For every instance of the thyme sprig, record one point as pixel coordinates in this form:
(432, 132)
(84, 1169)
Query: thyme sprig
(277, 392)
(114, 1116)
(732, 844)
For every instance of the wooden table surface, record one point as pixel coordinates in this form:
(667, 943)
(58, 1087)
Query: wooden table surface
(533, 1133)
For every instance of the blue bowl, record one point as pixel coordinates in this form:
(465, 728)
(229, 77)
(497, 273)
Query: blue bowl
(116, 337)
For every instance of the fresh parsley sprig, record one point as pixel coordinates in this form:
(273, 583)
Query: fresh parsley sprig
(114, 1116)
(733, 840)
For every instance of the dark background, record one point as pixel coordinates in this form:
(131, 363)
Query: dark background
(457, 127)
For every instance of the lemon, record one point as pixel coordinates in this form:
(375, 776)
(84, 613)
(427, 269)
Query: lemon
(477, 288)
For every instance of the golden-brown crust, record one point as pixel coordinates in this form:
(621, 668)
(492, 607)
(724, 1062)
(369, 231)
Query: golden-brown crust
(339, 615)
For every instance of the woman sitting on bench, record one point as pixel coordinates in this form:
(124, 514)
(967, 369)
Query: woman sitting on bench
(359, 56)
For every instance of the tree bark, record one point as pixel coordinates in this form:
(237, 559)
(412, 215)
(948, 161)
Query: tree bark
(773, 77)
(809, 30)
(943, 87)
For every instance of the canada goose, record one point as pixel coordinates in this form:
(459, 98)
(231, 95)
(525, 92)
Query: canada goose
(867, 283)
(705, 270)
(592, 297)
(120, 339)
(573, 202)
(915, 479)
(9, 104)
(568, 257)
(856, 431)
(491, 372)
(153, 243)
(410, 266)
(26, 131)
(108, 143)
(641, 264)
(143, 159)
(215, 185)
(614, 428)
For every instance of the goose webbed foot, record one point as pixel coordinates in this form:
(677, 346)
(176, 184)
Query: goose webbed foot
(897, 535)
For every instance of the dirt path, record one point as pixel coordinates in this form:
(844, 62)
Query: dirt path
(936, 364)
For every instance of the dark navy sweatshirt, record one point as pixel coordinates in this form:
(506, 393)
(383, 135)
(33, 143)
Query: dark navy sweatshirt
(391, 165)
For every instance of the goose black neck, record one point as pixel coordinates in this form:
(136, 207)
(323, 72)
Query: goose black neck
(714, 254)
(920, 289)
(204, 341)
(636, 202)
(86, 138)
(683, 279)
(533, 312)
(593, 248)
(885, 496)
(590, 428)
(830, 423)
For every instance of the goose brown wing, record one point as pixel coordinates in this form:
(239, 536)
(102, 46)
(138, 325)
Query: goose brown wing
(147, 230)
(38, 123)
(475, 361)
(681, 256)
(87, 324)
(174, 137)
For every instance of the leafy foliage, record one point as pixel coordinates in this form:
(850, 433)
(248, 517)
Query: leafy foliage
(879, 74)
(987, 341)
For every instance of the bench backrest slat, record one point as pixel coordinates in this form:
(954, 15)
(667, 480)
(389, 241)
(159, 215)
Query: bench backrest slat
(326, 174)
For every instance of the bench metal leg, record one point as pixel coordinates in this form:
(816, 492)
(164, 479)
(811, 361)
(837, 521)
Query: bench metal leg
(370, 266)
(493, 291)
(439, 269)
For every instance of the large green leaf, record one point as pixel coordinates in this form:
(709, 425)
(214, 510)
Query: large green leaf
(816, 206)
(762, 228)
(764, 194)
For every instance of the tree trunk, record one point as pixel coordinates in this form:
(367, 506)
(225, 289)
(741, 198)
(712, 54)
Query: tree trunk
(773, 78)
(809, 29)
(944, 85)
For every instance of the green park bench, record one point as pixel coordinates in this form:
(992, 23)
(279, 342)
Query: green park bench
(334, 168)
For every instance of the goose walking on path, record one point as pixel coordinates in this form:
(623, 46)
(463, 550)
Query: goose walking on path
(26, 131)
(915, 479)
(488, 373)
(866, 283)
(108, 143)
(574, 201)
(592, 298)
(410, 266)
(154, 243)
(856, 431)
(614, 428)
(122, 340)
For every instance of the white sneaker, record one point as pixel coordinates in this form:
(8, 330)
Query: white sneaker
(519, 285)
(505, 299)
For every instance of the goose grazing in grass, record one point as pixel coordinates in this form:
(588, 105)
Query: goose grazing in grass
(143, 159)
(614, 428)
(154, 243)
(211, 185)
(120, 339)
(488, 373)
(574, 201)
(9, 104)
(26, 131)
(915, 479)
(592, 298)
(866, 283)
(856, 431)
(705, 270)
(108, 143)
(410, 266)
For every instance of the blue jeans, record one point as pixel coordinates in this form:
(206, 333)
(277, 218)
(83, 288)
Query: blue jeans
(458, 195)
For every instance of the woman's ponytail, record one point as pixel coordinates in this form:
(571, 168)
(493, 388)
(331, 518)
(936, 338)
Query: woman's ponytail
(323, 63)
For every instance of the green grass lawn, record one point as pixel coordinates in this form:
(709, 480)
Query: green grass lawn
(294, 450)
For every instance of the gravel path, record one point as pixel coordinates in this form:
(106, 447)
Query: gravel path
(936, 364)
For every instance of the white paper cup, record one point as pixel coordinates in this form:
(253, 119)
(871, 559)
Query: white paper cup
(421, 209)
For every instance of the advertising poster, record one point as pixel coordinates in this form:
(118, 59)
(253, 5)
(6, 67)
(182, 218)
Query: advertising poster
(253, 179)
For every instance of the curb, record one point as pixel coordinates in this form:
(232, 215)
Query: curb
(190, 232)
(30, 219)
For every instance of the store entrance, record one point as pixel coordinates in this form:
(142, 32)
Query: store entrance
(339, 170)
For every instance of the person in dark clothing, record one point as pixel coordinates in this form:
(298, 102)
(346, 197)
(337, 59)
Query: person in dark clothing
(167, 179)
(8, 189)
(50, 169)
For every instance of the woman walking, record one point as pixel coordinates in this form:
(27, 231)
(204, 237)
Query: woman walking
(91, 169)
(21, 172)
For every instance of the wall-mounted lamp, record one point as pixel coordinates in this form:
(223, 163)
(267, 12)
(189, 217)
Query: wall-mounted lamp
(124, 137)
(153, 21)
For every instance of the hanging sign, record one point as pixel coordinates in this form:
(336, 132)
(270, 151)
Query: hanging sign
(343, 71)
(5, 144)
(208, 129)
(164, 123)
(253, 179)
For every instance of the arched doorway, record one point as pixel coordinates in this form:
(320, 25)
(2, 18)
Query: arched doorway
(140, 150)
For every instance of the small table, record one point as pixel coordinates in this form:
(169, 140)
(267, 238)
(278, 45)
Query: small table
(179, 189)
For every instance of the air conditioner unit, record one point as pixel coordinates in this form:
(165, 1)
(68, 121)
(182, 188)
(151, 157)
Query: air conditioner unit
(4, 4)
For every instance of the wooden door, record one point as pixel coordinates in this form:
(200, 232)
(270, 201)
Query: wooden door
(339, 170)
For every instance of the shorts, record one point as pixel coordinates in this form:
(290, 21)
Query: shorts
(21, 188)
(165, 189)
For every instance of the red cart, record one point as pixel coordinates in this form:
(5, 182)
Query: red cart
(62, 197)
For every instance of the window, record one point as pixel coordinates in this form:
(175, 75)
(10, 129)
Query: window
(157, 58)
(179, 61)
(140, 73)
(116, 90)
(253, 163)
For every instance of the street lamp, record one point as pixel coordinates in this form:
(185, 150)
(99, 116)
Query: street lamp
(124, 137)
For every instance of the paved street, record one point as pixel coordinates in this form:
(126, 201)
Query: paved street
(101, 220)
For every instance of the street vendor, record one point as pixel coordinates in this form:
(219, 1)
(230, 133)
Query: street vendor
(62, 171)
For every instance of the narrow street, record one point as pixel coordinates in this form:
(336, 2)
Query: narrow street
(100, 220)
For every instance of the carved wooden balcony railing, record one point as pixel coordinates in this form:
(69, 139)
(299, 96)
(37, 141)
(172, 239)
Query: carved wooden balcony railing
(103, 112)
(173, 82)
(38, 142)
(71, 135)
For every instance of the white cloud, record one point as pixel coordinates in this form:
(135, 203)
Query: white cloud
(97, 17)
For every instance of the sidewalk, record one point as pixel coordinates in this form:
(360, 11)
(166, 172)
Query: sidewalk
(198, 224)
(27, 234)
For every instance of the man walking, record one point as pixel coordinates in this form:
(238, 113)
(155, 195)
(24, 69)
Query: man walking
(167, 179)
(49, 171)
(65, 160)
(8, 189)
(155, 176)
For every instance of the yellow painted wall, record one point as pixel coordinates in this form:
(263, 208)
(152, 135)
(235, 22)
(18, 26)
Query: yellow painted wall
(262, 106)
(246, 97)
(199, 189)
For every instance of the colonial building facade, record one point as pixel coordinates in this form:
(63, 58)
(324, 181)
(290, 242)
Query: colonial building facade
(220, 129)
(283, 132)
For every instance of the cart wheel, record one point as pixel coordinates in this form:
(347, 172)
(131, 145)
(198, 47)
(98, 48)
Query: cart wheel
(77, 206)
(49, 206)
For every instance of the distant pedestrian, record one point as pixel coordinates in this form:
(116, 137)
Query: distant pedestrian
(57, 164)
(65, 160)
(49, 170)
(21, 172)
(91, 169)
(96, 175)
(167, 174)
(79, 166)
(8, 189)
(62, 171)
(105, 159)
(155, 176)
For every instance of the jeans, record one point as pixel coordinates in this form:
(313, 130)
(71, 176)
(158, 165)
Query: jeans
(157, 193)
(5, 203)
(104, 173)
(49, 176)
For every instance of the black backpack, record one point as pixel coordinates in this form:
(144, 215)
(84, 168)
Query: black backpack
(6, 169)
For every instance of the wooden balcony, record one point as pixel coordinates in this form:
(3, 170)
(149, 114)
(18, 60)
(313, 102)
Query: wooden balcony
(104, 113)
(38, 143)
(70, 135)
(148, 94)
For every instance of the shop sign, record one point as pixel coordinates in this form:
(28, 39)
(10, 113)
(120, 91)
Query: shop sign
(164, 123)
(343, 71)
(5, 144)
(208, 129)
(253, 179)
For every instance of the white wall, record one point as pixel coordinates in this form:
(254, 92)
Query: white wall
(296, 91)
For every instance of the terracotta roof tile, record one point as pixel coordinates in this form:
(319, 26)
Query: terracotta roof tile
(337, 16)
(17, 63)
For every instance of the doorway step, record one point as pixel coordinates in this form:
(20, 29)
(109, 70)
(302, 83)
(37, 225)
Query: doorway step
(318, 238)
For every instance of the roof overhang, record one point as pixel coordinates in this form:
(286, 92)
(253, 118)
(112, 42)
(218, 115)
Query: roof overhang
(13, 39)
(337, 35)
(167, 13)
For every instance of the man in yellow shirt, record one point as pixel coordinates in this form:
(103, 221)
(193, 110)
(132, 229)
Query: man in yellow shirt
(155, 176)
+++
Please give an exact copy of the entries above, from the line with "Query: dirt path" down to the line with "For every instance of the bench metal", inclusive, and nothing else.

Query: dirt path
(936, 364)
For every instance of the dark navy sweatshirt, record one point as pixel coordinates in this form:
(506, 393)
(383, 135)
(33, 143)
Query: dark navy sweatshirt
(391, 165)
For every instance of the goose black neck, record one point as pixel coordinates in this form:
(136, 207)
(323, 72)
Query: goose black neck
(714, 254)
(920, 289)
(204, 341)
(636, 202)
(86, 138)
(683, 279)
(533, 312)
(593, 248)
(885, 496)
(590, 428)
(830, 423)
For every instance of the goose brown wing, record one point as pixel coordinates in this form:
(239, 536)
(102, 46)
(138, 325)
Query: goose brown wing
(147, 230)
(38, 123)
(475, 361)
(681, 256)
(87, 324)
(174, 137)
For every instance of the leafy foliage, record one point as pixel coordinates in this form:
(850, 433)
(248, 517)
Query: leafy foliage
(879, 74)
(987, 341)
For every instance of the bench backrest slat, record one point as pixel coordinates in this form:
(954, 15)
(667, 480)
(389, 241)
(159, 215)
Query: bench backrest slat
(326, 174)
For every instance of the bench metal leg, record one point as pixel coordinates in this form:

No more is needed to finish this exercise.